Exercise: From the transcript on EOG's free cash flow, reproduce the part that opens with the words containing "The one caveat" and closes with "so much flexibility.", substituting "financial position" for every instance of "balance sheet".

Article:
• • •
Okay. And just following-up on your comments around free cash flow here. So clearly, you guys plan on putting out some pretty significant free cash flow if oil holds $60 here. You talked about the $350 million debt pay-down as well as the 10% dividend hike. But clearly, there's going to be proceeds beyond that.
What else is EOG potentially planning on doing with the money? Could there be a ramp-up in even more exploration activity than you've already talked about, or more acreage purchases? Just any color around that please..
Leo, this is Bill Thomas. Yeah, certainly our priorities haven't changed. Our first priority is to use free cash flow and reinvest in the high-return drilling. And we think this is the best way to continue to improve the company, to increase ROCE, and the shareholder value.
The one caveat on that is we're not going to ramp-up spending at the cost of returns. We want to maintain the efficiencies and the cost that we built into the system, and in fact, we want to continue to improve. So we want to go at a pace that our well productivity continues to improve.
It's improved this year over last year and our rates of return in our 2018 plan are improved this year over last year, and that's because we continue to reduce costs and increase productivity. And so we want to continue to do that and continue to reinvest. That's our first priority.
The second is, as Tim mentioned, we want to continue to firm up our balance sheet. Really, our goal is to have an impeccable balance sheet and we're going to pay off the bond this year and as we go forward, we want to incrementally continue to reduce debt and firm up the balance sheet. This gives us so much flexibility.
It's served us so well during the last downturn. We didn't have to issue equity or we didn't cut the dividend. We want to be a consistent deliverer of shareholder value throughout the commodity cycles. And it does position us to take advantage of opportunities for maybe an acquisition.
• • •
Data:
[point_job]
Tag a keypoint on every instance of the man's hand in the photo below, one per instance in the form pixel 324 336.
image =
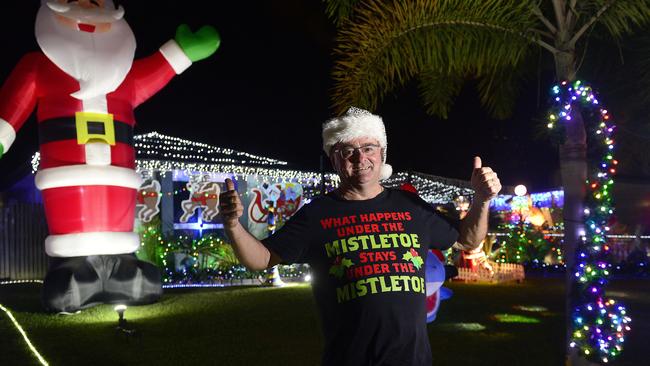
• • •
Result of this exercise:
The one caveat on that is we're not going to ramp-up spending at the cost of returns. We want to maintain the efficiencies and the cost that we built into the system, and in fact, we want to continue to improve. So we want to go at a pace that our well productivity continues to improve.
It's improved this year over last year and our rates of return in our 2018 plan are improved this year over last year, and that's because we continue to reduce costs and increase productivity. And so we want to continue to do that and continue to reinvest. That's our first priority.
The second is, as Tim mentioned, we want to continue to firm up our financial position. Really, our goal is to have an impeccable financial position and we're going to pay off the bond this year and as we go forward, we want to incrementally continue to reduce debt and firm up the financial position. This gives us so much flexibility.